> [Source records]
--- Start ---

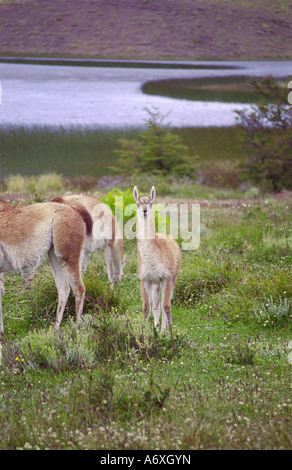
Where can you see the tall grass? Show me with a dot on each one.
(91, 152)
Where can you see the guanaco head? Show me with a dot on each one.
(144, 203)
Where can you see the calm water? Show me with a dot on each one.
(101, 96)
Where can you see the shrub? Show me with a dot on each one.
(158, 151)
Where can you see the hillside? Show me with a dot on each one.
(147, 29)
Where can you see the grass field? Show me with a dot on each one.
(222, 381)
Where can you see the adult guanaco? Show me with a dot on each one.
(28, 233)
(106, 234)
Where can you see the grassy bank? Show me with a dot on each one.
(91, 152)
(222, 381)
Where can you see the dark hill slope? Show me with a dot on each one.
(147, 29)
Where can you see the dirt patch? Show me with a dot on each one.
(146, 29)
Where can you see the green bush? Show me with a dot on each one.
(158, 151)
(268, 139)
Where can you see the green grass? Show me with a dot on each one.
(222, 381)
(91, 153)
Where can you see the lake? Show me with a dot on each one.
(100, 95)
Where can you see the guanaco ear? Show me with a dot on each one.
(152, 193)
(135, 193)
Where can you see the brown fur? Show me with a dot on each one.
(112, 246)
(159, 260)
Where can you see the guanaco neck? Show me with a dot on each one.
(145, 229)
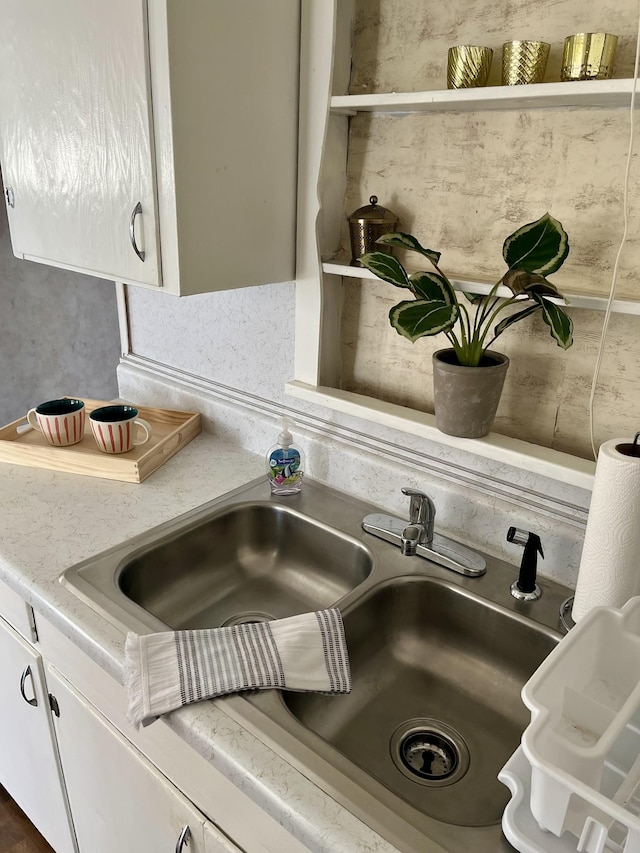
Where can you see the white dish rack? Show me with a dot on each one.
(583, 742)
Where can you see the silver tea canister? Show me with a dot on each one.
(366, 224)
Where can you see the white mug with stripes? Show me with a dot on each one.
(118, 429)
(60, 421)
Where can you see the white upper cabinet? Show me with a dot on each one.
(76, 135)
(152, 141)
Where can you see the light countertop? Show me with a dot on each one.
(51, 521)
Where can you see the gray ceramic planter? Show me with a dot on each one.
(466, 398)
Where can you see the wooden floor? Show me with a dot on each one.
(17, 833)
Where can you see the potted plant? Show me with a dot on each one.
(468, 376)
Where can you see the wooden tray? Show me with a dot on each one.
(171, 431)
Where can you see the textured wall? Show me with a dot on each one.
(462, 182)
(58, 333)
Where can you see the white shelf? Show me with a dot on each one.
(575, 300)
(563, 467)
(582, 93)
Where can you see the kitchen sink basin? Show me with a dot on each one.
(435, 710)
(438, 659)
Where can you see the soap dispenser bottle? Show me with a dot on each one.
(285, 464)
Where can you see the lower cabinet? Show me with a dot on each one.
(29, 763)
(118, 799)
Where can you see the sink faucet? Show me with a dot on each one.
(419, 531)
(417, 538)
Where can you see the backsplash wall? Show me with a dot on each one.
(58, 333)
(462, 182)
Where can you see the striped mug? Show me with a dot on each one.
(117, 428)
(60, 421)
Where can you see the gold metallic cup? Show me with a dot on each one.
(524, 62)
(468, 66)
(588, 56)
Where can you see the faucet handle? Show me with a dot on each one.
(422, 510)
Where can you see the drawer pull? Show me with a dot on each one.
(132, 230)
(28, 674)
(183, 840)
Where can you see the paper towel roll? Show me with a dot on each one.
(610, 563)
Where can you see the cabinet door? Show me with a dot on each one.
(118, 799)
(29, 765)
(76, 144)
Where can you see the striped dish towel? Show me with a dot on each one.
(168, 670)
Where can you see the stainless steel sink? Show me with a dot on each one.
(438, 659)
(435, 710)
(249, 562)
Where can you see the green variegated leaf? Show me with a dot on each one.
(521, 282)
(430, 285)
(559, 322)
(538, 247)
(421, 318)
(385, 267)
(408, 241)
(514, 318)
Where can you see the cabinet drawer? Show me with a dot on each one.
(16, 612)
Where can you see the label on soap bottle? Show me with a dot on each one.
(284, 467)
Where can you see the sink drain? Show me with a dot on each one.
(245, 618)
(429, 752)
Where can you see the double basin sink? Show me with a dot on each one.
(437, 659)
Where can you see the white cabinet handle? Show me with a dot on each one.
(183, 840)
(132, 230)
(27, 673)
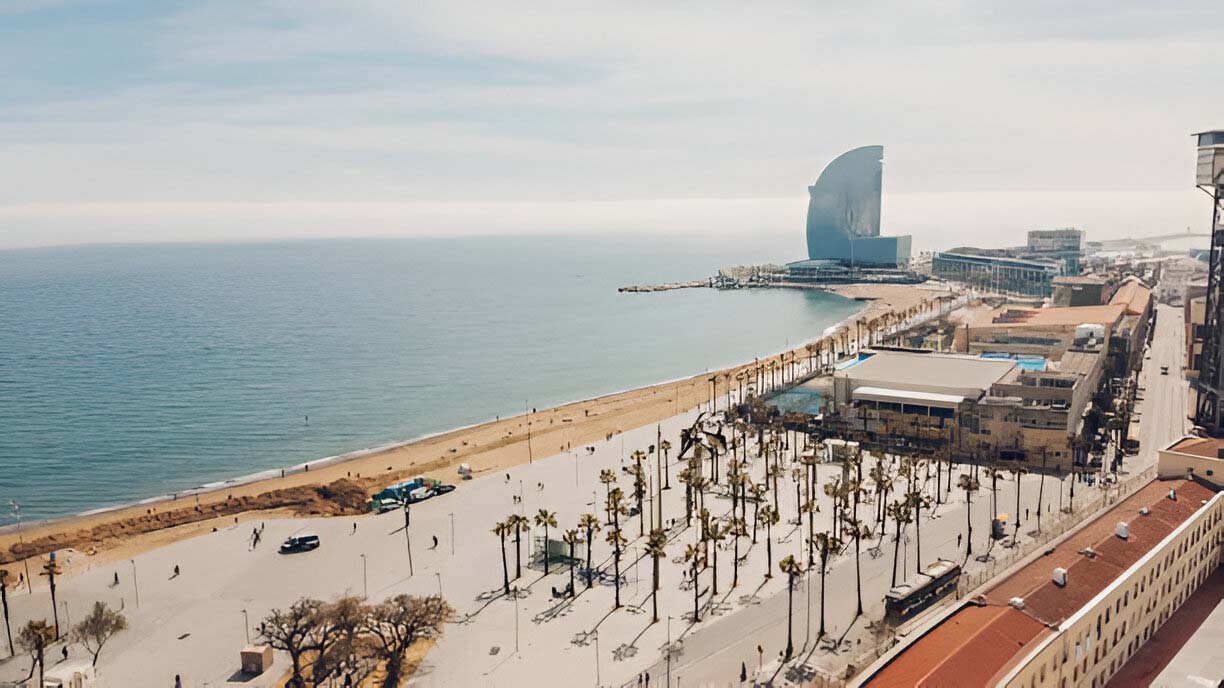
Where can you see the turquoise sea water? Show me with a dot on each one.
(132, 371)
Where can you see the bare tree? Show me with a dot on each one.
(402, 621)
(98, 627)
(33, 639)
(293, 631)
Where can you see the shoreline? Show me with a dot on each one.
(486, 446)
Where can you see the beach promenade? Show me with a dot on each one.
(195, 623)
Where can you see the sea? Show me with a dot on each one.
(129, 371)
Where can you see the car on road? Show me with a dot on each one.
(300, 544)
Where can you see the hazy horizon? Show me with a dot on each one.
(131, 120)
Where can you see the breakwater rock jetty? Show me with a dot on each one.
(668, 287)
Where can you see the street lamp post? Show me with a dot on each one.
(365, 580)
(136, 585)
(16, 514)
(597, 659)
(408, 540)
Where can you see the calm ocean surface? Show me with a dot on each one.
(132, 371)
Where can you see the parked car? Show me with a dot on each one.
(420, 495)
(299, 544)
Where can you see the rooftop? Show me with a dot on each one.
(932, 371)
(1132, 294)
(1080, 279)
(978, 643)
(1071, 316)
(1203, 447)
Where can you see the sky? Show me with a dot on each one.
(164, 120)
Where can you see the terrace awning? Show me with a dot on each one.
(907, 397)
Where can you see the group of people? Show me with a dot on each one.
(256, 535)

--- End ---

> [Given instruction] Please retype all of the material above word for word, leaving out the pictures.

> [Answer for the task]
Where can you see the tall grass? Show me with a dot on each one.
(91, 152)
Where can you see the guanaco head? Show me with a dot on each one.
(144, 203)
Where can you see the calm water? Show me with a dot on each one.
(101, 96)
Where can you see the shrub? Show me with a dot on each one.
(158, 151)
Where can you see the hillside? Show me with a dot on each one.
(147, 29)
Where can you see the grass field? Show me with a dot on each one.
(222, 381)
Where can you see the adult guanaco? Show me with a dot on each one.
(28, 233)
(106, 234)
Where can you see the grassy bank? Show me with a dot on each one.
(91, 152)
(222, 381)
Where can you see the dark hill slope? Show me with a dot on each one.
(147, 29)
Where can you see the dirt patch? Show me with a dot on each one.
(146, 29)
Where can you see the green bush? Show me with a dot on each one.
(158, 151)
(268, 139)
Where can you see the green grass? Show me with a dot on each one.
(222, 381)
(91, 153)
Where can you see the lake? Show me with a dot on each one.
(100, 95)
Where can you see the guanaco ear? Show me with a dot on each one.
(152, 193)
(135, 193)
Where can you see the brown fur? Show me with a dot on each one.
(112, 246)
(159, 260)
Where can you see the guanaco neck? Show me with a dot on each one.
(145, 229)
Where can you see the white dish rack? Show me with a dot on each one.
(583, 742)
Where can you see the silver tea canister? Show me with a dot on each one.
(366, 224)
Where can you see the white mug with stripes? Show me with a dot on each one.
(118, 429)
(60, 421)
Where can you see the white upper cabinet? Show me with a dot on each one.
(76, 135)
(152, 141)
Where can you see the light countertop? Show me with a dot on each one.
(51, 521)
Where can you see the gray ceramic planter? Show me with a dot on each one.
(466, 398)
Where can you see the wooden floor? Show me with a dot on each one.
(17, 833)
Where can you see the potted plant? Show me with a dot on each one.
(468, 376)
Where can you see the wooden tray? Show me with a dot on each one.
(171, 431)
Where can you see the textured wall? Show me with a dot on each one.
(462, 182)
(58, 333)
Where can you see the white shelf? Show me with a dot on each one.
(575, 300)
(563, 467)
(582, 93)
Where can you see the kitchen sink basin? Show me with a dot on each one.
(435, 710)
(438, 659)
Where can you see the soap dispenser bottle? Show me with a dot on each one.
(285, 464)
Where can you see the lower cabinet? Show me with a dot on each one.
(29, 763)
(118, 799)
Where can you see the sink faucet? Show me with a dot on each one.
(419, 531)
(417, 538)
Where can you see the backsplash wall? Show me with a dot on each one.
(58, 333)
(462, 182)
Where can you see the striped mug? Show me with a dot on each one.
(117, 428)
(60, 421)
Where can you see the gold metallic cup? Show me with a dot on each one.
(524, 62)
(468, 66)
(588, 56)
Where can you see the faucet handle? Show me with a dot on each one.
(422, 510)
Where can you see the drawer pull? Show me with a dot on each one.
(132, 230)
(28, 674)
(183, 840)
Where can you see the paper towel roll? Show me with a dot on each one.
(610, 563)
Where can you see the cabinet door? Show me with a dot on each one.
(118, 799)
(29, 765)
(76, 144)
Where can you see the striped dish towel? Show me with a dot on each one.
(168, 670)
Where can you see the stainless steel sink? Show me with a dot on each one.
(438, 659)
(435, 710)
(249, 562)
Where can you see the green variegated leaf? Show me with a dot on each one.
(521, 282)
(430, 285)
(559, 322)
(538, 247)
(421, 318)
(385, 267)
(408, 241)
(514, 318)
Where can you see the cabinet drawer? Show me with a dot on each one.
(16, 612)
Where can you see the label on soap bottle? Show me with a dot on each one.
(284, 467)
Where can you see the sink drain? Show me with a dot on each one.
(245, 618)
(429, 752)
Where can you see the double basin sink? Show me with a dot on each one.
(437, 659)
Where can you see the white cabinet handle? Show me with a dot on each one.
(183, 840)
(132, 230)
(27, 673)
Where can you see the turquoise sea water? Show me with a dot on each one.
(132, 371)
Where can you see the bare tree? Show me with a dot on each one.
(402, 621)
(98, 627)
(33, 639)
(293, 631)
Where can you see the shoreline? Show me with a dot on each one.
(486, 446)
Where can you see the beach promenade? Show me with a dot on each one.
(195, 623)
Where can you see the sea? Show me with a dot on each one.
(129, 371)
Where can you see the car on road? Show me with a dot on each one.
(300, 544)
Where can you see the hazy horizon? Show me with a dot on each one.
(131, 120)
Where can you see the breakwater rock jetty? Show me with a dot on each one.
(668, 287)
Where can you see the street lamp post? Show me with a dot on each one.
(365, 580)
(136, 585)
(16, 514)
(597, 659)
(408, 540)
Where can you see the calm ocean surface? Show me with a dot on each one.
(132, 371)
Where can you see the parked car? Show me with a dot on each one.
(420, 495)
(299, 544)
Where can you see the rooftop? Show me with a dot on each one.
(932, 371)
(1132, 294)
(1080, 279)
(978, 643)
(1071, 316)
(1203, 447)
Where can you see the sky? Show me with a dot on each one.
(164, 120)
Where can you see the terrace awning? Show me with a dot on each one.
(907, 397)
Where can you see the group of people? Show me with a dot on each one.
(256, 535)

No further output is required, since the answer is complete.